═════ Extrait fourni
La logique carnavalesque des couronnements-détrônements organise le plan sérieux des deux parties d' Henry IV et constitue pour Shakespeare un moyen d'appréhender la grande alternance des époques qui se produisait dans la réalité. Hal annonce la suite des choses à venir, où la roue de la fortune 318 tournera pour remettre le tout à l'endroit. Son expérience vécue dans les basses sphères de l'existence le rapproche du monde, le rend familier, lui permet de l'explorer sans crainte et librement. A partir du monde populaire multivocal et multilingue (qui contraste avec le monde raréfié de la cour) il lui est possible par l'expérience et la quête personnelle de s'orienter dans le monde et dans le temps (entre autres, dans le "passé absolu" légendaire). Le discours sérieux démembré permet de construire un nouveau langage à partir de nouvelles bases, comme le précise Warwick (2 Henry IV , 4. 4. 68-78). Le père de Hal lui reproche d'être devenu comme le roi Richard II qu'il usurpa, "a companion to the common streets" (1 Henry IV , 3. 2. 68) alors qu'il lui conseille sa propre façon de jouer le politicien retors afin de se procurer l'estime et l'adhésion du peuple :

‘By being seldom seen, I could not stir
But like a comet I was wonder'd at,
[…]
(1 Henry IV , 3. 2. 46-47)
══════════
═════ Données fournies
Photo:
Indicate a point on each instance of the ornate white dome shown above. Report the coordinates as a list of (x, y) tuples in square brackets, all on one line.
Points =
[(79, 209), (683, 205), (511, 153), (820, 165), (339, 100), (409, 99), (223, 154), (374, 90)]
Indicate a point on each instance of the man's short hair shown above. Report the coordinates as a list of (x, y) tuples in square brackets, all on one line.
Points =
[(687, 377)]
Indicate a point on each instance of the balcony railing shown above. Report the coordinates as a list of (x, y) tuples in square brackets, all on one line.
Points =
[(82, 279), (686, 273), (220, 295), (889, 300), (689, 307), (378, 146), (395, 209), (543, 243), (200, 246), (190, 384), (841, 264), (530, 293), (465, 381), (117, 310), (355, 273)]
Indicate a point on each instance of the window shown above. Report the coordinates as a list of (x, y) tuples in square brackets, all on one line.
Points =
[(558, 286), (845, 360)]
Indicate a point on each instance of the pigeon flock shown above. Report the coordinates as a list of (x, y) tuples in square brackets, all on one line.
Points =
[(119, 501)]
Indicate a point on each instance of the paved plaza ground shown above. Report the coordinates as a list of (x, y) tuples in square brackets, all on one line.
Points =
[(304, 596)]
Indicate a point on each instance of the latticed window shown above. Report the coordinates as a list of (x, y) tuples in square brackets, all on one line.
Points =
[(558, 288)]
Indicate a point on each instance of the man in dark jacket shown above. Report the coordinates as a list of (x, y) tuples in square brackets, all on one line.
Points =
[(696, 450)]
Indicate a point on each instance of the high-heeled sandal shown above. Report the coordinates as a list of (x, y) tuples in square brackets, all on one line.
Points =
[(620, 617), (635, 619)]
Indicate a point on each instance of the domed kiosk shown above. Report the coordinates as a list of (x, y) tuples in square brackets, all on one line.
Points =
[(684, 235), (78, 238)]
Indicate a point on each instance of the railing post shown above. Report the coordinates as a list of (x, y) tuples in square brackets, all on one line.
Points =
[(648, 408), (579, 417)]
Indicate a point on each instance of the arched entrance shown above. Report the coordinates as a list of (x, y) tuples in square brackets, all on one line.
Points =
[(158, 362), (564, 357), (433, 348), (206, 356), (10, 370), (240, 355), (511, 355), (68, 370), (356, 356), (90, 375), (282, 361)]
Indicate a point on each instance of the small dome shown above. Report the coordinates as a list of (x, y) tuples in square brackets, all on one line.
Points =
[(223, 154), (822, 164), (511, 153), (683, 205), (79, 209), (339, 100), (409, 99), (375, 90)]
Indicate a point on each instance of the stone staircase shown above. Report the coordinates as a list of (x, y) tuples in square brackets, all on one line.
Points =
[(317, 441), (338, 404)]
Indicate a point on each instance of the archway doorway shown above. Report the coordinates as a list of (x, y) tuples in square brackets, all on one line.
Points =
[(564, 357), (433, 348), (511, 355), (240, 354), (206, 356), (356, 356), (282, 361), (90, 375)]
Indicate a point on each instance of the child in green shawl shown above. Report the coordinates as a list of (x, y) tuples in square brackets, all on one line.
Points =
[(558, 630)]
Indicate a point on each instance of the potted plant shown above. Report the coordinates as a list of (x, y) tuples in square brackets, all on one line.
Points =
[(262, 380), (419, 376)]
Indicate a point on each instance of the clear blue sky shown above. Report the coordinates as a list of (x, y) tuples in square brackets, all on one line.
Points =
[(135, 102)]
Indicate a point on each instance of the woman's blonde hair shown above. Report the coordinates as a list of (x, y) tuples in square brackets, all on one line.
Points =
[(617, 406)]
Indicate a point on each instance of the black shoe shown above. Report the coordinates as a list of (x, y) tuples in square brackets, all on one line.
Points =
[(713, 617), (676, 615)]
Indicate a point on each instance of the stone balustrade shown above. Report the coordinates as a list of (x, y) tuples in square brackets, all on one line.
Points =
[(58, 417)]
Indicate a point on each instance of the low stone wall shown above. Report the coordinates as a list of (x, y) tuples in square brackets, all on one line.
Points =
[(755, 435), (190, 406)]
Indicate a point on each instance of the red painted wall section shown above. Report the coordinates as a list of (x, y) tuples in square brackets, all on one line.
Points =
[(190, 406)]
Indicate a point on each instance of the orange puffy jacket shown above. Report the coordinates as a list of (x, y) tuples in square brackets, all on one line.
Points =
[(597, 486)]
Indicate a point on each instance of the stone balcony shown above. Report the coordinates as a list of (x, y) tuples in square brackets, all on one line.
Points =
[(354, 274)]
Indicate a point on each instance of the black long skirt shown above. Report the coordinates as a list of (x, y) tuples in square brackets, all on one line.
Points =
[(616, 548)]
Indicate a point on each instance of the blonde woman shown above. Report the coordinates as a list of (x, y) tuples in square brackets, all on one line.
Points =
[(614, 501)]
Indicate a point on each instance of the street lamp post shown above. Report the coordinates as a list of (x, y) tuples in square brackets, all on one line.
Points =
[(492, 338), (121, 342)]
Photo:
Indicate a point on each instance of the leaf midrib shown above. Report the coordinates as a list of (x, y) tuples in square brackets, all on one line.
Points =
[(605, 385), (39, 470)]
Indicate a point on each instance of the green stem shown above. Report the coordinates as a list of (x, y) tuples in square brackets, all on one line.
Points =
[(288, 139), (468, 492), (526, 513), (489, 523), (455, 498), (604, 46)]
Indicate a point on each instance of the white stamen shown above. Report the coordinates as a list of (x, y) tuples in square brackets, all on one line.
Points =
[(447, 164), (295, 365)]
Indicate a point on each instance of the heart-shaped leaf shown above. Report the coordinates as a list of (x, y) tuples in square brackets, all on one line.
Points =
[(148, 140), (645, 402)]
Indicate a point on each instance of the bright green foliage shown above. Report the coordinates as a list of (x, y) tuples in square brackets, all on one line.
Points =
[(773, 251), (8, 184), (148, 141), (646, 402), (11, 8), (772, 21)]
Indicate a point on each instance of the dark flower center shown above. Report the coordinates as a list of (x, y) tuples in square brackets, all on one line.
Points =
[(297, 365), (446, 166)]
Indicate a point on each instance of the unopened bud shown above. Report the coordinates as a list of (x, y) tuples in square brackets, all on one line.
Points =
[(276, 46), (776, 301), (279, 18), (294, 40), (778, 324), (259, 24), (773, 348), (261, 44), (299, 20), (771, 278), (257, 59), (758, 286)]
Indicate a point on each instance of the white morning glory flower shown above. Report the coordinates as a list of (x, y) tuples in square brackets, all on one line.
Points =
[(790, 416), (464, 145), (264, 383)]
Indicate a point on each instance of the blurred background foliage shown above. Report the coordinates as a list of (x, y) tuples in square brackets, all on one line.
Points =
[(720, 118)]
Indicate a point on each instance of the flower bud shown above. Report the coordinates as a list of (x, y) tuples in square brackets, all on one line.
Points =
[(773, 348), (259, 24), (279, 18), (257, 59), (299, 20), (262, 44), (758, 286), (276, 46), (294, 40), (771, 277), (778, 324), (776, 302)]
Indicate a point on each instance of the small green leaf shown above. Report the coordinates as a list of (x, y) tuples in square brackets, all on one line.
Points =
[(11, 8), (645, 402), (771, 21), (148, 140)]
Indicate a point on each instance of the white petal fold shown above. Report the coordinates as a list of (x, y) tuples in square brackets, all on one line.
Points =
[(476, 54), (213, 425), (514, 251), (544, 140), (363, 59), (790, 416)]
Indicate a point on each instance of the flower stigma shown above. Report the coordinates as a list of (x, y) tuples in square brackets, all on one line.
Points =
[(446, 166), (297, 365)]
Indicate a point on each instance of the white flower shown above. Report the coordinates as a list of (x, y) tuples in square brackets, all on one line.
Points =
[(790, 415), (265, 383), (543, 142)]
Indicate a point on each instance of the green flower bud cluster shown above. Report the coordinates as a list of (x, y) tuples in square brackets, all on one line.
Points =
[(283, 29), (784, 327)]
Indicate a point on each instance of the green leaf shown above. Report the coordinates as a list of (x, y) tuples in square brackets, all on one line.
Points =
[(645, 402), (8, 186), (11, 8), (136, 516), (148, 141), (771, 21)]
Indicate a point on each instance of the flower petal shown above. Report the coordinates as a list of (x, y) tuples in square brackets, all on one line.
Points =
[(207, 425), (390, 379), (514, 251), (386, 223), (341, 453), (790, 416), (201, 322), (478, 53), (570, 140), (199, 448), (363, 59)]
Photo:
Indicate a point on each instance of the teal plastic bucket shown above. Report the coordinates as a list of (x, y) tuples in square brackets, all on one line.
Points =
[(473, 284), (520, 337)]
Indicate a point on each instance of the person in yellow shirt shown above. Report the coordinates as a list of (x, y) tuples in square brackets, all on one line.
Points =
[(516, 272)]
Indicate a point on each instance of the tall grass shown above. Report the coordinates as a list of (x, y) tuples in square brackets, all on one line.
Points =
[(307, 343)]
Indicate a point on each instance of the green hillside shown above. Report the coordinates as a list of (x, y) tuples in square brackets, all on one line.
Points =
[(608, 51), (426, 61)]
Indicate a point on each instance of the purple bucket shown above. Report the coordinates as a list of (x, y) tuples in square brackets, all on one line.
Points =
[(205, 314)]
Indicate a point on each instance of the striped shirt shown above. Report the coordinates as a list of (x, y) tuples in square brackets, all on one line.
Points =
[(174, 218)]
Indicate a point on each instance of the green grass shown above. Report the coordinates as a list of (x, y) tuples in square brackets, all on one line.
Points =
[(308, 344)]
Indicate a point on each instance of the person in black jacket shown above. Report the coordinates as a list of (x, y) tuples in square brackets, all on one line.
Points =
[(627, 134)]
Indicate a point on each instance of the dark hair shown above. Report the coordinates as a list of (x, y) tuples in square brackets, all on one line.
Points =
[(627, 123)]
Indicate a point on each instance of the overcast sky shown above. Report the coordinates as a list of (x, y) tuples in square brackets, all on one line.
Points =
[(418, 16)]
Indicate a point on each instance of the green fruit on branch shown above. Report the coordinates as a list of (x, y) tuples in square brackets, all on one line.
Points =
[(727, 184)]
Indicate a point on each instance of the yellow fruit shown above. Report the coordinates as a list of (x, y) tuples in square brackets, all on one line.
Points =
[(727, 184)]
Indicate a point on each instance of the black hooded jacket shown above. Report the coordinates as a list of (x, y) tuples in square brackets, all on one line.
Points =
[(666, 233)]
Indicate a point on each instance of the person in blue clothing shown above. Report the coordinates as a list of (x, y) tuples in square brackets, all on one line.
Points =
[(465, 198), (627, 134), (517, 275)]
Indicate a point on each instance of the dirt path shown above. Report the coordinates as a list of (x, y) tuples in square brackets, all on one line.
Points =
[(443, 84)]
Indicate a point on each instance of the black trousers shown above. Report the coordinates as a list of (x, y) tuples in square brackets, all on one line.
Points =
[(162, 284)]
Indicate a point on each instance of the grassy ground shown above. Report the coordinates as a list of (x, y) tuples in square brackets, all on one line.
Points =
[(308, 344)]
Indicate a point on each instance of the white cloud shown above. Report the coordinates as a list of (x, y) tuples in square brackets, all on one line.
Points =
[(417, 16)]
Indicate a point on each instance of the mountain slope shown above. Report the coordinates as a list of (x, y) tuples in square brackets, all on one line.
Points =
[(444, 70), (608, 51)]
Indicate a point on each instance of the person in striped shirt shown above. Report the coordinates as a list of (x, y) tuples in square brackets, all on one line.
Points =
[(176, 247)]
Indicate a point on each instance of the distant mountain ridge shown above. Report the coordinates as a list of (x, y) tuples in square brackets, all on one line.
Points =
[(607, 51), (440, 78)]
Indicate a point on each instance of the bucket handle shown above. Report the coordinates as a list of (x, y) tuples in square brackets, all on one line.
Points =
══════════
Travail demandé
1. Relevez, s'il vous plaît, toutes les références à une pièce accompagnées d'un acte, d'une scène et de vers que cite le passage sur Henry IV.
2. Reprenez la rédaction du passage sur Henry IV après sa dernière référence, en prolongeant son analyse.

Réponses par consigne
1.
2 Henry IV, 4. 4. 68-78
1 Henry IV, 3. 2. 68
1 Henry IV, 3. 2. 46-47

2.
Thus did I keep my person fresh and new,
My presence, like a robe pontifical,
Ne'er seen but wonder'd at, and so my state,
Seldom, but sumptuous, show'd like a feast,
And wan by rareness such solemnity.

(1 Henry IV , 3. 2. 55-59)’

Hal prend toute la mesure de ses incartades et répond calmement :

‘I shall hereafter, my thrice gracious lord,
Be more myself.

(1 Henry IV , 3. 2. 92-93)’

‘"Be more myself"’ renvoie à cette théâtralité "politique" dont Hal avait dévoilé la stratégie (1 Henry IV , 1. 2. 193-198). Cette réflexion semble traduire une préoccupation de l'être et du paraître, liée au langage et au respect de l'adéquation du mot et de la chose conceptualisée. Hal, en se comparant au soleil dont des nuages peuvent voiler temporairement la beauté pour se faire désirer davantage, calcule avec une efficacité machiavélique – "when he please again to be himself" (196) – le moment où il imitera le soleil en créant l'événement par une réforme inattendue qui révélera son identité véritable.

Lorsque le roi exprime le sentiment que le jeune rebelle, Hotspur, mérite d'accéder au trône à la place du Prince Hal, ce dernier tente de rassurer son père et promet de se racheter :

‘And God forgive them that so much have sway'd
Your Majesty's good thoughts away from me !
I will redeem all this on Percy's head,
And in the closing of some glorious day
Be bold to tell you that I am your son,
[...]
[...] For the time will come
That I shall make this northern youth exchange
His glorious deeds for my indignities.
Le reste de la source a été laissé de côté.